● Work to be completed
Please return only the lines from the one holding "Target: man's face" through the one holding "[locate] raised hand", exactly as they appear in the records below, both ends included.

● The records
#####

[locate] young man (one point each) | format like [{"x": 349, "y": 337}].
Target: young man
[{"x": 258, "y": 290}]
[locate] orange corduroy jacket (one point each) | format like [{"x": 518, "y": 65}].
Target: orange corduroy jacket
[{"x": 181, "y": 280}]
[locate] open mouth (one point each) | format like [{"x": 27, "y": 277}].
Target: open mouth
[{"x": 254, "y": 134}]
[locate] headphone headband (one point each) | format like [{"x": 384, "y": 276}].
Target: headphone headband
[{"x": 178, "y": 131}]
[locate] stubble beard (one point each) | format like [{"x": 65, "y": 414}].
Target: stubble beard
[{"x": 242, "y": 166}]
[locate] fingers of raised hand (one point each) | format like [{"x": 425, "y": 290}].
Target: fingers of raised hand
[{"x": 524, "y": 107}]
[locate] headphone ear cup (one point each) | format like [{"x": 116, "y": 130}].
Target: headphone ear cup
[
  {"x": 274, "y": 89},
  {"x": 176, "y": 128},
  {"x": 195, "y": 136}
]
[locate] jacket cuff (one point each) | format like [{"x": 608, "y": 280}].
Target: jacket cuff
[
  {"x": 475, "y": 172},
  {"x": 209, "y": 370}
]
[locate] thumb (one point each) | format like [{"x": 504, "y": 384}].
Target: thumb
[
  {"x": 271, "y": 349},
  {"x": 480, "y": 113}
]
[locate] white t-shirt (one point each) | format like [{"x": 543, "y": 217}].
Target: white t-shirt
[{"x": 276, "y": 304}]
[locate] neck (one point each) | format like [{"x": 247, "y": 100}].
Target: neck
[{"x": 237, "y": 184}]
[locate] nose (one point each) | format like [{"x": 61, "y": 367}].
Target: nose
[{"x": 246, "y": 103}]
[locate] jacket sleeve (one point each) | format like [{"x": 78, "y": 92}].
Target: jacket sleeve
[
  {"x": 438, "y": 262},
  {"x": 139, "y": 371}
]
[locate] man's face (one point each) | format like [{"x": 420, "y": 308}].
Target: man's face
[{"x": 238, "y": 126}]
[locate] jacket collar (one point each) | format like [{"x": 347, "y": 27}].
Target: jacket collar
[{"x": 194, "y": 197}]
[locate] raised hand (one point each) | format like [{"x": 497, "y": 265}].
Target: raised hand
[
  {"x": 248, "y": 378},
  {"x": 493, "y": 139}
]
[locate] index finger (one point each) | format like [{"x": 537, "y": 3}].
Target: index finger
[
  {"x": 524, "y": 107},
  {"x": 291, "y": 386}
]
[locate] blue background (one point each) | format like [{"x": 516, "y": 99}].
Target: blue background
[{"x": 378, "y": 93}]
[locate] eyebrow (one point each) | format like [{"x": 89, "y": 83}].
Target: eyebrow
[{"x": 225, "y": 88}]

#####

● Answer
Target: man's face
[{"x": 238, "y": 126}]
[locate] jacket collar (one point each) | format like [{"x": 347, "y": 27}].
Target: jacket collar
[{"x": 194, "y": 197}]
[locate] raised hand (one point each) | format like [{"x": 497, "y": 265}].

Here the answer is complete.